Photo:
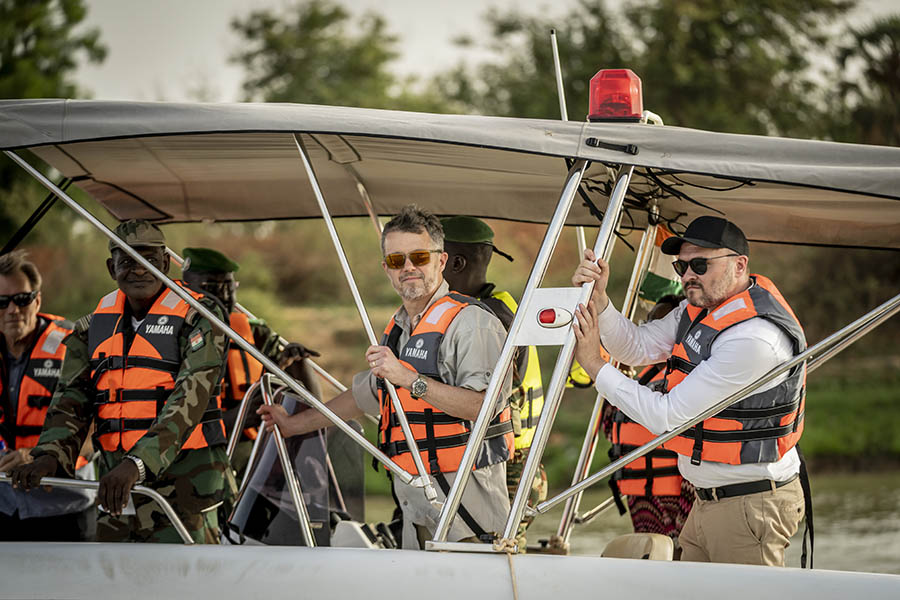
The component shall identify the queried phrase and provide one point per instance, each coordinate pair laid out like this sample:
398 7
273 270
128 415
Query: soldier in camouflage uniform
469 243
194 481
210 272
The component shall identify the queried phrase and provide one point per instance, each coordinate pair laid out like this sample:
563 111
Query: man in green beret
469 243
210 272
142 370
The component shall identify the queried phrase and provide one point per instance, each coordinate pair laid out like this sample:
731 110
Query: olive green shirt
72 409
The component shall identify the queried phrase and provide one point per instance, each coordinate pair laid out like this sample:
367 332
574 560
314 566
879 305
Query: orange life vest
655 473
763 426
132 385
441 438
242 370
38 382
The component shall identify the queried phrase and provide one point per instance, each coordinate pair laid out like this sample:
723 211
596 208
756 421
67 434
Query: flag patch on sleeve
197 341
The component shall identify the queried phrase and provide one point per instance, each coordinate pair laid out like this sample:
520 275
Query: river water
856 517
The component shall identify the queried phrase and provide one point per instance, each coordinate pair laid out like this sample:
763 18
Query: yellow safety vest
528 401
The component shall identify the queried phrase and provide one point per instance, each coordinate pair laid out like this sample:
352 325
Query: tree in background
724 65
41 46
313 53
522 82
866 108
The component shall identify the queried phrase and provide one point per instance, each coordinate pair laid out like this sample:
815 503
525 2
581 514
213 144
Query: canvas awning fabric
173 162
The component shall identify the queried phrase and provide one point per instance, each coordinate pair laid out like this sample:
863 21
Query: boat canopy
177 162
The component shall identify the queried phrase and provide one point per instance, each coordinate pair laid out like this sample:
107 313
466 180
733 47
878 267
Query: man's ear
457 263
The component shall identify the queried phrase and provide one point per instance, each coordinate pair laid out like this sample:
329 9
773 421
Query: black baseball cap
709 232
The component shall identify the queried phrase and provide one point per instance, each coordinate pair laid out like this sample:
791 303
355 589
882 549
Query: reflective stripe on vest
441 438
532 390
38 382
654 474
763 426
133 385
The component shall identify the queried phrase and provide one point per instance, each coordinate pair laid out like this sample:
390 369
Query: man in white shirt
733 328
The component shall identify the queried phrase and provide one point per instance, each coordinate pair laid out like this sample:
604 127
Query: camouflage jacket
72 409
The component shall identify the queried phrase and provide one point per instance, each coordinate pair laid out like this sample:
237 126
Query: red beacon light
616 96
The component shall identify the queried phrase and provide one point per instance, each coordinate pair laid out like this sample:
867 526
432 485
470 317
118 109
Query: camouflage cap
208 261
470 230
139 233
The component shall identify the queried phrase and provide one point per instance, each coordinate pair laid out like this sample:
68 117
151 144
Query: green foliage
866 105
733 66
727 66
315 53
521 82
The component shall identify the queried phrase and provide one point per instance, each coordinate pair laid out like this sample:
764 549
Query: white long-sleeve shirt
739 356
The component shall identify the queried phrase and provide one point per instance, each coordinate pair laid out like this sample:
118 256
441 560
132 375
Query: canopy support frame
828 347
423 479
226 328
592 435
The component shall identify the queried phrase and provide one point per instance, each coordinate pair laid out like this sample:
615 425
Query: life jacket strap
38 401
697 451
444 484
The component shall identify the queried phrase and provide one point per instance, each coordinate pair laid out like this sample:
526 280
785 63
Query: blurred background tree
866 105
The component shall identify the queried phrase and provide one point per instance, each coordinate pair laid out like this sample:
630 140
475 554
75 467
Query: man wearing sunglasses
439 351
733 328
210 272
143 368
469 243
31 352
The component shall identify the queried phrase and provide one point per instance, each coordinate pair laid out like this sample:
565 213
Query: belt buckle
707 494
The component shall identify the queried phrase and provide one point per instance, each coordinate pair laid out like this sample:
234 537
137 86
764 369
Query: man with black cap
210 272
143 368
469 244
733 328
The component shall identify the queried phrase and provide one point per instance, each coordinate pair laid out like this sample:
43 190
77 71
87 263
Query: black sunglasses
22 299
697 265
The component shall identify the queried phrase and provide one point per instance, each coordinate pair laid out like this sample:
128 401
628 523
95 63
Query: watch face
419 387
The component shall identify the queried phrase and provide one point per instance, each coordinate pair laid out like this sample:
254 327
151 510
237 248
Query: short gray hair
17 260
412 219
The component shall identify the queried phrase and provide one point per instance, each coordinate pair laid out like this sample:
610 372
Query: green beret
208 261
139 233
470 230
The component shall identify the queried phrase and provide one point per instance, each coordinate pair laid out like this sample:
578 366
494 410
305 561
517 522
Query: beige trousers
753 529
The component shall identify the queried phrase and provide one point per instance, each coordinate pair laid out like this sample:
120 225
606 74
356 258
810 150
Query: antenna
559 88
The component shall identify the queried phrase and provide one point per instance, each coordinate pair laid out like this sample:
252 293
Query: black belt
740 489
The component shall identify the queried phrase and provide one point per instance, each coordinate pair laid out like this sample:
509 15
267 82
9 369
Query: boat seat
651 546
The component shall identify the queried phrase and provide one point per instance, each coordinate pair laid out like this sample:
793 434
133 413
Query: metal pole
239 421
364 194
592 436
226 329
424 478
254 451
595 512
855 329
551 237
553 394
283 342
287 466
81 484
564 115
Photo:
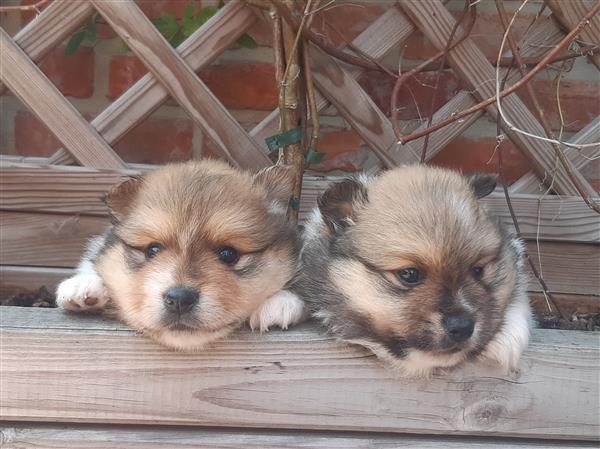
-------------------------
● **Zielsetzung**
Welche Zeilen der obigen Datensätze enthalten das Wort „white“? Liste jede dieser Zeilen vollständig auf und beachte dabei die Groß- und Kleinschreibung.

● **Lösung der Aufgabe**
Query: man in white shirt
Query: white long-sleeve shirt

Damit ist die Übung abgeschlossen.